* **Written problem**
Write out the listing below again, swapping every "mask" for "outline" and leaving everything else the same.

-- Start of Input --

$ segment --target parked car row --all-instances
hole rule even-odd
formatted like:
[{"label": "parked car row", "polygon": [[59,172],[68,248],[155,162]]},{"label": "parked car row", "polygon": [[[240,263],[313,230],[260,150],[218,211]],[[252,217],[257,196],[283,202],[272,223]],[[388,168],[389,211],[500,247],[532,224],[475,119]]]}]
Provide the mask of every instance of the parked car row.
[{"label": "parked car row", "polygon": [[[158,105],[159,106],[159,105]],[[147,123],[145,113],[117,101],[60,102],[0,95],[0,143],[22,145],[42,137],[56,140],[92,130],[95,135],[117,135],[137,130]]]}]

-- End of Input --

* **Output for this task**
$ segment --target parked car row --all-instances
hole rule even-odd
formatted like:
[{"label": "parked car row", "polygon": [[59,172],[68,248],[155,162]]},{"label": "parked car row", "polygon": [[[240,263],[313,230],[260,150],[218,211]],[[252,217],[257,196],[283,202],[272,223]],[[388,168],[389,211],[500,247],[532,224],[475,119]]]}]
Provide the outline of every instance of the parked car row.
[{"label": "parked car row", "polygon": [[[158,105],[159,106],[159,105]],[[147,123],[145,113],[117,101],[60,102],[0,95],[0,143],[22,145],[42,137],[56,140],[92,130],[95,135],[117,135],[137,130]]]}]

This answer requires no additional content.